* Task requirements
The expected reply is all of the data, returned exactly.

[Saved entries]
*** Begin section ***

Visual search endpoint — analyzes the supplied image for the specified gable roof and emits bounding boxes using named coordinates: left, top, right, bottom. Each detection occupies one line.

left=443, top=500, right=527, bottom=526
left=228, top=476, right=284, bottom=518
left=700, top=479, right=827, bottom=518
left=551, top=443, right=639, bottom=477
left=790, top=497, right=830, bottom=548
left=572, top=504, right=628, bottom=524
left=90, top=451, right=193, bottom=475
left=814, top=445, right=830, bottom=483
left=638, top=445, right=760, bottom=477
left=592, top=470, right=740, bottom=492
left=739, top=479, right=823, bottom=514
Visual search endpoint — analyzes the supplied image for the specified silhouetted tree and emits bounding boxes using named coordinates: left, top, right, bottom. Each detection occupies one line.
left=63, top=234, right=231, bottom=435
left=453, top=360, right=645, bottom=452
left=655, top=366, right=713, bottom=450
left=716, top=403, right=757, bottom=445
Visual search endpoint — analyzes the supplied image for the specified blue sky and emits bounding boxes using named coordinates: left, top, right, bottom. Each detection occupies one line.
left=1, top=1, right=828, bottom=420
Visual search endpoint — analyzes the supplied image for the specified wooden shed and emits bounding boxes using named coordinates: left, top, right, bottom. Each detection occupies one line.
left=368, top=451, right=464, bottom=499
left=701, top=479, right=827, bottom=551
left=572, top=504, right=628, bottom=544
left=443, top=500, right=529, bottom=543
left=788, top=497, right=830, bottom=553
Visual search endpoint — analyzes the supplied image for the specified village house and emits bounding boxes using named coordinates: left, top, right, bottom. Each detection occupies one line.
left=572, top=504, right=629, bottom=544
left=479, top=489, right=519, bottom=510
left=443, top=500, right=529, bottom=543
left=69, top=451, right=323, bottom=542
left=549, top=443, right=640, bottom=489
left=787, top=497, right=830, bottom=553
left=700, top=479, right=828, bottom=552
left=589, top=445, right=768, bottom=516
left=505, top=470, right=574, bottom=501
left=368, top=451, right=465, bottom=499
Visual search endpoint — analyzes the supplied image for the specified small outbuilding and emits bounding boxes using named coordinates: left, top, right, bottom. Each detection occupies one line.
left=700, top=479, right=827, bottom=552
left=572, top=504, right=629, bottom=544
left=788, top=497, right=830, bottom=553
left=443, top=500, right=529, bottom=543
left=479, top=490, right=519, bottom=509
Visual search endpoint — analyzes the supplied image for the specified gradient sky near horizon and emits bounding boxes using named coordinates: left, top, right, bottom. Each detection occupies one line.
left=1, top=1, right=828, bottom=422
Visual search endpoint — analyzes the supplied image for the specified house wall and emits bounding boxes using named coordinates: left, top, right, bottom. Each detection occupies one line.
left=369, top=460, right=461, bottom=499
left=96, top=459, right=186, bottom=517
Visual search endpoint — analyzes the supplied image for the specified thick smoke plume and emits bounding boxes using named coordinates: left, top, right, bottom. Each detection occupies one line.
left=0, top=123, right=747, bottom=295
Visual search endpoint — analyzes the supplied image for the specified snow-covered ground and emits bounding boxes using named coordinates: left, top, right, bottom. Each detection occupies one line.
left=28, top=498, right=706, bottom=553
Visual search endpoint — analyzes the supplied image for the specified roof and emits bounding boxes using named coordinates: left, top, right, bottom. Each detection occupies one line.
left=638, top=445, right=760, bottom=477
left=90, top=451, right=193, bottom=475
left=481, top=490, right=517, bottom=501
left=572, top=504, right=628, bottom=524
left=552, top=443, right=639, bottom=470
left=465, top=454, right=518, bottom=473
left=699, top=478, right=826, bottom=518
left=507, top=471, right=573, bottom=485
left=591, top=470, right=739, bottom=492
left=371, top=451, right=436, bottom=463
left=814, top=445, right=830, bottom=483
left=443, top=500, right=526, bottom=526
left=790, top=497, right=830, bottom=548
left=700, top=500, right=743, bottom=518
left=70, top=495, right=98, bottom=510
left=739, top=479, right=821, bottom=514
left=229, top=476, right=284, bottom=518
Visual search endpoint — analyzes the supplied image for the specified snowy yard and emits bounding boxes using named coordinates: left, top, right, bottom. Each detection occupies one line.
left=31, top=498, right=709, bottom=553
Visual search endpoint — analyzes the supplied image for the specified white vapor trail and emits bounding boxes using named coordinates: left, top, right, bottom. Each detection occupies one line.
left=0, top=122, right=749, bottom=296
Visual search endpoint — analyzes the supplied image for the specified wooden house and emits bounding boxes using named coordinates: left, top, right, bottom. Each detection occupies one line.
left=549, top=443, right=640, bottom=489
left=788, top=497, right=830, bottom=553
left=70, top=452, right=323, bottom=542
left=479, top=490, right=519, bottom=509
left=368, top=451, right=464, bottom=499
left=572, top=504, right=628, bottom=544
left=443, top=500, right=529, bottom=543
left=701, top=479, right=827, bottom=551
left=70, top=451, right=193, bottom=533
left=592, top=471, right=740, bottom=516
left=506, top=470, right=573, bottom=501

*** End section ***

* Task response
Visual search endpoint — analyzes the supplied image for the specified gable roof and emits bounding boxes using named coordinates: left, top, right, bottom. Each detection occupies one line.

left=443, top=500, right=527, bottom=526
left=228, top=476, right=284, bottom=518
left=700, top=479, right=827, bottom=518
left=551, top=443, right=639, bottom=477
left=790, top=497, right=830, bottom=548
left=572, top=504, right=628, bottom=524
left=90, top=451, right=193, bottom=475
left=814, top=445, right=830, bottom=483
left=638, top=445, right=760, bottom=477
left=592, top=470, right=740, bottom=492
left=739, top=479, right=823, bottom=514
Visual search endpoint — analyzes the supplied image for the specified silhouetted tree and emits bounding boxes using named coordinates: left, top, right, bottom. Each detection occupies one line.
left=63, top=234, right=231, bottom=435
left=453, top=360, right=645, bottom=452
left=655, top=366, right=713, bottom=450
left=716, top=403, right=757, bottom=445
Visual search endpoint — analyzes the supplied image for the specified blue sky and emits bounding boxes using named coordinates: left, top, right, bottom. Each detection occupies one line.
left=1, top=1, right=828, bottom=420
Visual search endpoint — analyzes the supplied image for the specified wooden shed and emits bounding boxes using named coordinates: left, top, right, bottom. Each detection occupies one line.
left=368, top=451, right=464, bottom=499
left=701, top=479, right=827, bottom=551
left=572, top=504, right=628, bottom=544
left=443, top=500, right=529, bottom=543
left=788, top=497, right=830, bottom=553
Visual search endpoint — analyzes the supplied image for the specified village house and emits bounding boxes using named coordinates: left, top, right, bottom. Each detection occupies one line.
left=572, top=504, right=629, bottom=544
left=479, top=489, right=519, bottom=510
left=443, top=500, right=529, bottom=543
left=69, top=451, right=323, bottom=542
left=549, top=443, right=640, bottom=489
left=787, top=497, right=830, bottom=553
left=700, top=479, right=828, bottom=552
left=589, top=445, right=768, bottom=516
left=505, top=470, right=574, bottom=501
left=368, top=451, right=465, bottom=499
Visual search endpoint — analyzes the supplied image for the specified small outbuilding and emits bounding boxes using named coordinates: left, top, right, bottom. Each detection occupies one line.
left=700, top=479, right=827, bottom=552
left=572, top=504, right=629, bottom=544
left=788, top=497, right=830, bottom=553
left=443, top=500, right=529, bottom=543
left=479, top=490, right=519, bottom=509
Visual search endpoint — analyzes the supplied image for the specified gradient sky near horizon and emits bounding boxes using named coordinates: left, top, right, bottom. Each detection occupies one line.
left=1, top=1, right=828, bottom=422
Visual search endpoint — analyzes the supplied image for the specified house wall and emits bounding boxes using named coordinates: left, top, right, bottom. Each detection occupies one line.
left=369, top=460, right=461, bottom=499
left=96, top=459, right=186, bottom=517
Visual search endpoint — analyzes the supplied image for the specified thick smoke plume and emits bounding boxes using named coordinates: left, top, right, bottom. Each detection occupies one line.
left=0, top=123, right=747, bottom=295
Visual search endpoint — analyzes the supplied image for the specified snow-covered ground and emits bounding boxes using named coordinates: left, top, right, bottom. Each detection occupies one line.
left=28, top=498, right=706, bottom=553
Visual search endpoint — analyzes the supplied image for the specified roof and emits bounding boxes using named coordinates: left, top, right, bottom. Each detection occupies one line.
left=638, top=445, right=760, bottom=477
left=90, top=451, right=193, bottom=475
left=481, top=490, right=517, bottom=501
left=572, top=504, right=628, bottom=524
left=552, top=443, right=639, bottom=470
left=465, top=454, right=518, bottom=473
left=699, top=478, right=826, bottom=518
left=507, top=471, right=573, bottom=485
left=591, top=470, right=739, bottom=492
left=371, top=451, right=436, bottom=463
left=814, top=445, right=830, bottom=483
left=443, top=500, right=526, bottom=526
left=790, top=497, right=830, bottom=548
left=700, top=500, right=743, bottom=518
left=70, top=495, right=98, bottom=510
left=739, top=479, right=821, bottom=514
left=229, top=476, right=284, bottom=518
Visual search endpoint — analyzes the supplied image for the specified snowy yard and emits bounding boxes using named coordinates: left, top, right, bottom. Each detection occupies one line.
left=31, top=498, right=709, bottom=553
Visual search endpoint — analyzes the supplied image for the specified white vapor trail and emits bounding boxes using named coordinates: left, top, right, bottom. Each detection occupies one line.
left=0, top=122, right=749, bottom=296
Visual search endpoint — analyzes the supplied image for the specified wooden house and emits bounding boxes using named coordinates: left, top, right, bottom. Each detection occupies one line.
left=549, top=443, right=640, bottom=489
left=788, top=497, right=830, bottom=553
left=70, top=452, right=323, bottom=542
left=479, top=490, right=519, bottom=509
left=368, top=451, right=464, bottom=499
left=572, top=504, right=628, bottom=544
left=443, top=500, right=529, bottom=543
left=701, top=479, right=827, bottom=551
left=70, top=451, right=193, bottom=533
left=592, top=471, right=740, bottom=516
left=506, top=470, right=573, bottom=501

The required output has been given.